**Action item**
The pictures do not belong in the copy. Restate all of the records word for word.

**Input**

================

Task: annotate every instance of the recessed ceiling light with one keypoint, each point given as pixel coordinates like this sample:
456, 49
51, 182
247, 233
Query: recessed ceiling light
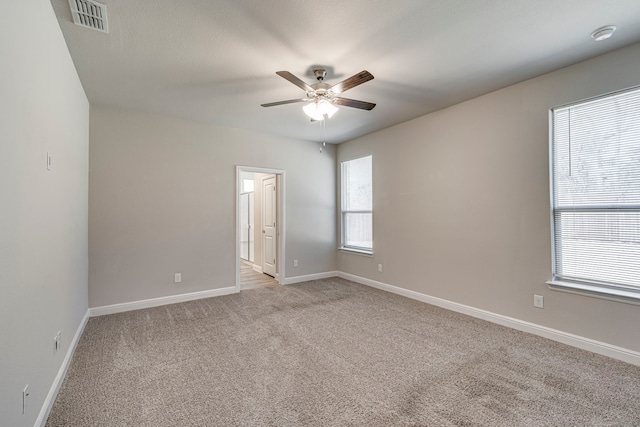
603, 33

================

**Problem solution**
Task: annotate every instance of the recessed ceiling light with one keypoint, each point given as pixel coordinates like this sample:
456, 49
51, 182
247, 233
Query: recessed ceiling light
603, 33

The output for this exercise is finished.